* _TASK OBJECTIVE_: Read through the listing below and copy each line in which the word "pitch" occurs.

BEGIN

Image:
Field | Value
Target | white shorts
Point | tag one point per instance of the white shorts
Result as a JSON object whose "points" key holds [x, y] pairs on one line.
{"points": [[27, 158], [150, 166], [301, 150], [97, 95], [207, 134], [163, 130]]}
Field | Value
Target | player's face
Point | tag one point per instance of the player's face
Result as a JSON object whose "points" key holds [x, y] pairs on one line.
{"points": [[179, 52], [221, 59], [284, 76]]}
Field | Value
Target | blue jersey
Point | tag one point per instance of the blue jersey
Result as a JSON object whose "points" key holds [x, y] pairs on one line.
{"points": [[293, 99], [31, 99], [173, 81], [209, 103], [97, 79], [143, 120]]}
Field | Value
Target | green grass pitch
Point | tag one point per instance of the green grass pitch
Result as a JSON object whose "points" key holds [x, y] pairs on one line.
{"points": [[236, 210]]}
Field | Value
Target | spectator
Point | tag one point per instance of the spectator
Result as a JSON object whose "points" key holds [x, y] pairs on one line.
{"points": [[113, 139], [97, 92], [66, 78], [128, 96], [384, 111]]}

END
BEGIN

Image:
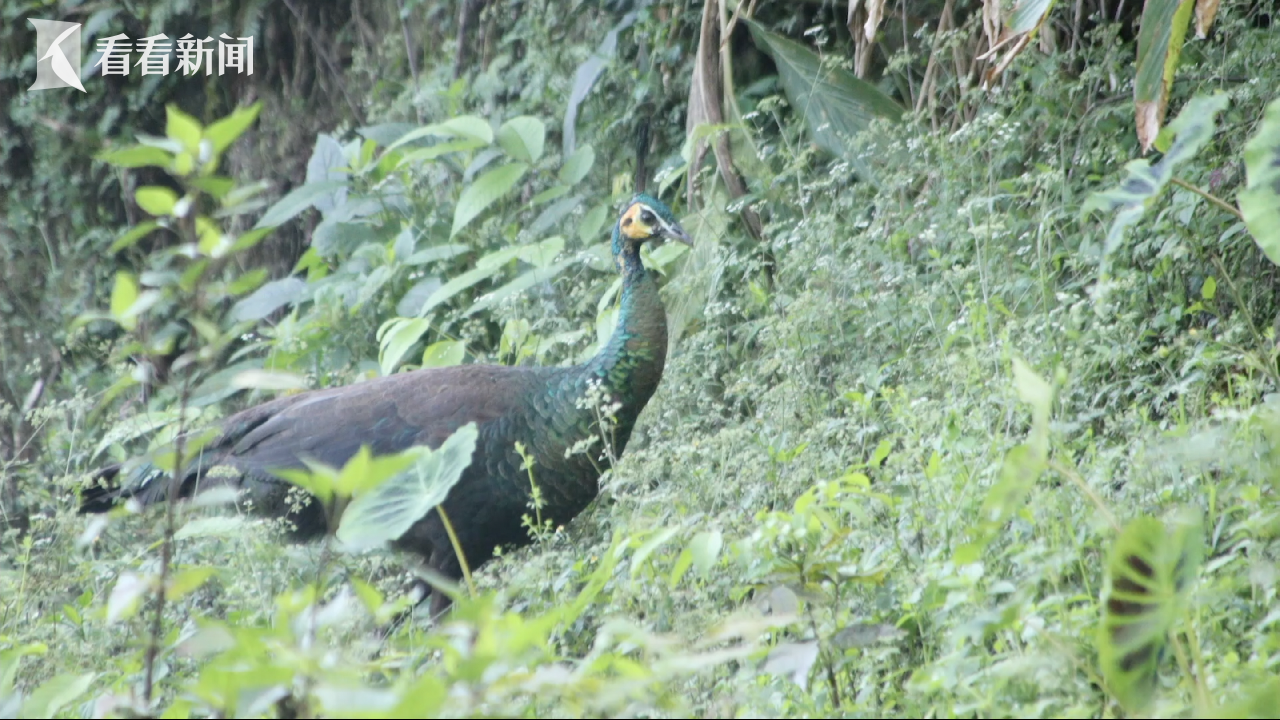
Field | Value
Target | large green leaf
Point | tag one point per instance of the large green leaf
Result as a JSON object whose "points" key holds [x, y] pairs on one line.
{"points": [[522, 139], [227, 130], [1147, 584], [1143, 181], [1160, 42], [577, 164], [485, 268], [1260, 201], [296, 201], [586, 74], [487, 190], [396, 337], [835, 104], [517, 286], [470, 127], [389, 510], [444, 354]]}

END

* _SOLUTION TO THIS EXERCISE_:
Target | green grass pitch
Point | tag one point per instance of the green grass pitch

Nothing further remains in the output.